**WHAT YOU ARE ASKED TO DO:** Pictures aside, every line of the listing should be given again exactly.

**SUPPLIED DATA:**

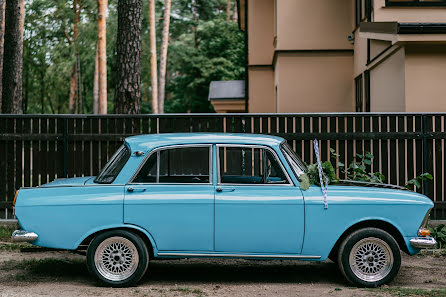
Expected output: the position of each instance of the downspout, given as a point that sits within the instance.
(246, 57)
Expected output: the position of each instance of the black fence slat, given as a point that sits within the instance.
(40, 148)
(401, 157)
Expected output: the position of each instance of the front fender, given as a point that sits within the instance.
(119, 226)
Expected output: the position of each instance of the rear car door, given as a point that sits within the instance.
(172, 197)
(257, 207)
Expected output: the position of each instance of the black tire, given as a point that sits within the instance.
(369, 257)
(121, 258)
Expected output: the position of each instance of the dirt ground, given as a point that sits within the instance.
(65, 274)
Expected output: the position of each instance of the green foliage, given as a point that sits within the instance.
(217, 55)
(357, 170)
(439, 233)
(417, 180)
(214, 51)
(329, 176)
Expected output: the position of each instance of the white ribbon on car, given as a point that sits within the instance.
(321, 176)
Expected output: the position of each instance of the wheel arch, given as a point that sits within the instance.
(376, 223)
(145, 236)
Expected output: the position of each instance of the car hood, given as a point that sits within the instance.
(69, 182)
(369, 184)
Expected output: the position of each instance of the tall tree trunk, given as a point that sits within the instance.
(163, 55)
(80, 103)
(73, 88)
(96, 84)
(102, 55)
(128, 86)
(42, 92)
(235, 14)
(153, 66)
(228, 10)
(2, 36)
(13, 57)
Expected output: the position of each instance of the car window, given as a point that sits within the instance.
(293, 159)
(114, 166)
(249, 165)
(177, 165)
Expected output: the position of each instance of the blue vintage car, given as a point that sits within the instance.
(220, 195)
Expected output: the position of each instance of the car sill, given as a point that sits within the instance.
(263, 256)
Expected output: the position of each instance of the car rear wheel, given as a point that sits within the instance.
(117, 258)
(369, 257)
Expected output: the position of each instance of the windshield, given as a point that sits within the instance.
(294, 160)
(114, 166)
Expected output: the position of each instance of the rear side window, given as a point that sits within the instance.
(249, 165)
(114, 166)
(189, 165)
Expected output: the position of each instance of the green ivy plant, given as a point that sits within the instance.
(439, 233)
(356, 171)
(417, 180)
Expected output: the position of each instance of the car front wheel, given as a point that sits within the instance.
(117, 258)
(369, 257)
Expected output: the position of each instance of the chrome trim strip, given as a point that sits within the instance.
(23, 236)
(218, 145)
(263, 256)
(158, 149)
(423, 242)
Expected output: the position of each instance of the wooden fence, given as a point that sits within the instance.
(36, 149)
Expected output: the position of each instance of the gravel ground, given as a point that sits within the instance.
(65, 274)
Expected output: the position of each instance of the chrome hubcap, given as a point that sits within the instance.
(116, 258)
(371, 259)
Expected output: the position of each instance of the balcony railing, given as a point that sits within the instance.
(415, 2)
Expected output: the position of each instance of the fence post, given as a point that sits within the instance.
(425, 154)
(65, 147)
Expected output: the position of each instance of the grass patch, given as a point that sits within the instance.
(433, 252)
(197, 292)
(409, 292)
(37, 269)
(6, 231)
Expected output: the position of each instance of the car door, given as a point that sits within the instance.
(257, 207)
(172, 197)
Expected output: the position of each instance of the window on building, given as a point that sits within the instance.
(114, 166)
(177, 165)
(415, 2)
(367, 90)
(359, 91)
(249, 165)
(363, 11)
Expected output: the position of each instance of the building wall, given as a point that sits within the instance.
(261, 32)
(425, 78)
(377, 46)
(408, 14)
(315, 24)
(387, 84)
(360, 56)
(261, 90)
(314, 82)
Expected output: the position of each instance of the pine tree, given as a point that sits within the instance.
(12, 58)
(128, 77)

**REPLY:**
Expected output: the position of each instance of the downspout, given as a point that sits within the instance.
(246, 57)
Expected output: the position of each instance of the black fence slat, given as a point that sits within the instance.
(40, 148)
(401, 157)
Expected output: the position of each instance of the front fender, given as a point that sits within the instance.
(119, 226)
Expected output: the position of each instance of the rear car door, given as a point that sits within the instance.
(172, 197)
(257, 207)
Expected output: the position of each instance of the black tire, given as a point that sits within the instance.
(369, 257)
(121, 258)
Expected output: the position of each instance of the dirt ground, given as a point that sits within the instance.
(65, 274)
Expected output: the position of each instance of the green foliage, given as a point that sits within the instance.
(217, 55)
(357, 170)
(439, 233)
(417, 180)
(214, 51)
(329, 176)
Expected output: the position of each instance of the white ribbon on car, given as a point that sits within the instance.
(321, 176)
Expected output: the position of each instance of the wheel arch, given as a point that sits within the instance.
(376, 223)
(145, 236)
Expected output: the position of each instance of the car hood, given as a point that sits within the instance.
(69, 182)
(369, 184)
Expected output: the position of each instance of the tall tree trunk, given as a point that sits within the instance.
(163, 55)
(80, 103)
(73, 88)
(96, 84)
(102, 55)
(128, 86)
(42, 92)
(235, 14)
(153, 66)
(228, 10)
(2, 36)
(13, 57)
Expected output: the position of each instance of the car window, given as a point that sits within the instance.
(293, 159)
(114, 166)
(249, 165)
(177, 165)
Expected output: the position of each instance of the blue vintage car, given as a point that sits within the instance.
(220, 195)
Expected output: the position of each instance of the car sill, given as a point that sits within the instance.
(263, 256)
Expected output: the position of each instance of the car rear wheel, given as a point that sits within the instance.
(117, 258)
(369, 257)
Expected output: the position of each instance of the windshield, given as a point that sits within the instance.
(294, 160)
(114, 166)
Expected output: the position of each instance of the rear side window, given as a point that sits within the instance.
(249, 165)
(114, 166)
(189, 165)
Expected output: the position of each instance of the green ivy plant, given as a point that sits within the instance.
(439, 233)
(356, 171)
(417, 180)
Expected output: the position of each instance of the car front wheel, given as a point that sits within the instance.
(117, 258)
(369, 257)
Expected output: the position of each instance of the chrome trim strip, given as a point that sits within the instance.
(23, 236)
(218, 145)
(263, 256)
(158, 149)
(423, 242)
Expected output: the position of each instance of the wooden fence, given as a point that sits within the instance.
(36, 149)
Expected output: the position of each instance of the gravel ground, given as a point that sits within the instance.
(65, 274)
Expected output: the position of each instance of the chrome hubcap, given as a point that sits within the instance.
(116, 258)
(371, 259)
Expected output: the position of each instance of the balcony railing, given as a point that sits within the instance.
(415, 2)
Expected output: the position of each instance of the fence post, given as a point that sits within the instance.
(425, 154)
(65, 147)
Expected output: the position of each instance of the grass patch, given as a point that sits within the instance.
(433, 252)
(197, 292)
(409, 292)
(37, 269)
(6, 231)
Expected output: the position of each instance of the car door, given as a point that sits within the instance.
(257, 207)
(172, 197)
Expected output: the position of each instance of the window on building, given as a point that sits within the instance.
(114, 166)
(177, 165)
(415, 2)
(367, 90)
(359, 91)
(249, 165)
(363, 11)
Expected output: the position of each instance of the building wall, given as a point that sits within the instance.
(261, 32)
(425, 78)
(377, 46)
(408, 14)
(315, 24)
(387, 84)
(360, 56)
(261, 90)
(314, 82)
Expected output: the position of each instance of the pine tree, given as a point that sits within the instance.
(12, 58)
(128, 77)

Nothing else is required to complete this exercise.